[与えられた指示]: 下のエントリのうち「shirt」という語を含む行をすべて特定し、書き写してください。

[記録一覧]:
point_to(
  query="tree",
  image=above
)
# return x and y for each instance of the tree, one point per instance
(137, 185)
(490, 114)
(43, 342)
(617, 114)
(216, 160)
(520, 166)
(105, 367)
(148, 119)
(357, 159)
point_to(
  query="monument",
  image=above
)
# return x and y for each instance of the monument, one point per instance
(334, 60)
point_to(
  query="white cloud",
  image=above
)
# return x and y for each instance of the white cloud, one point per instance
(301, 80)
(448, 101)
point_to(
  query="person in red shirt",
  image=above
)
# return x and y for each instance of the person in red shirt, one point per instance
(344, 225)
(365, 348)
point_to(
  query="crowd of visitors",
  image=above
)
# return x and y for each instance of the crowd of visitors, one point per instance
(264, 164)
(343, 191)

* * *

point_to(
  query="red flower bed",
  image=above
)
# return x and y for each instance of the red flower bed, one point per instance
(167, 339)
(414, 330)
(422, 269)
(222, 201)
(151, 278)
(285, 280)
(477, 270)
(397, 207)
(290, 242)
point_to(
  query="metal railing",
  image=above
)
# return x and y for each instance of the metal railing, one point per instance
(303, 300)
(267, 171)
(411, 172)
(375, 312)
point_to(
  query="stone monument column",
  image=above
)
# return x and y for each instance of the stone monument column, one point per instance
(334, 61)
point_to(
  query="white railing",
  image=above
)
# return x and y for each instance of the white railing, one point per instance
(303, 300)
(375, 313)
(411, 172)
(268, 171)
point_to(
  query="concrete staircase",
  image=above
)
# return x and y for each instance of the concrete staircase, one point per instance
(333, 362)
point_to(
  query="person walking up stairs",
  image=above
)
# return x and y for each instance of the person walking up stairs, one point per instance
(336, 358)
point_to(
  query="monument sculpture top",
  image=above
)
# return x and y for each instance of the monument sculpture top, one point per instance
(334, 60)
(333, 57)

[作業結果]:
  query="person in red shirt",
# return x and y for each instance of the person in red shirt, one point per instance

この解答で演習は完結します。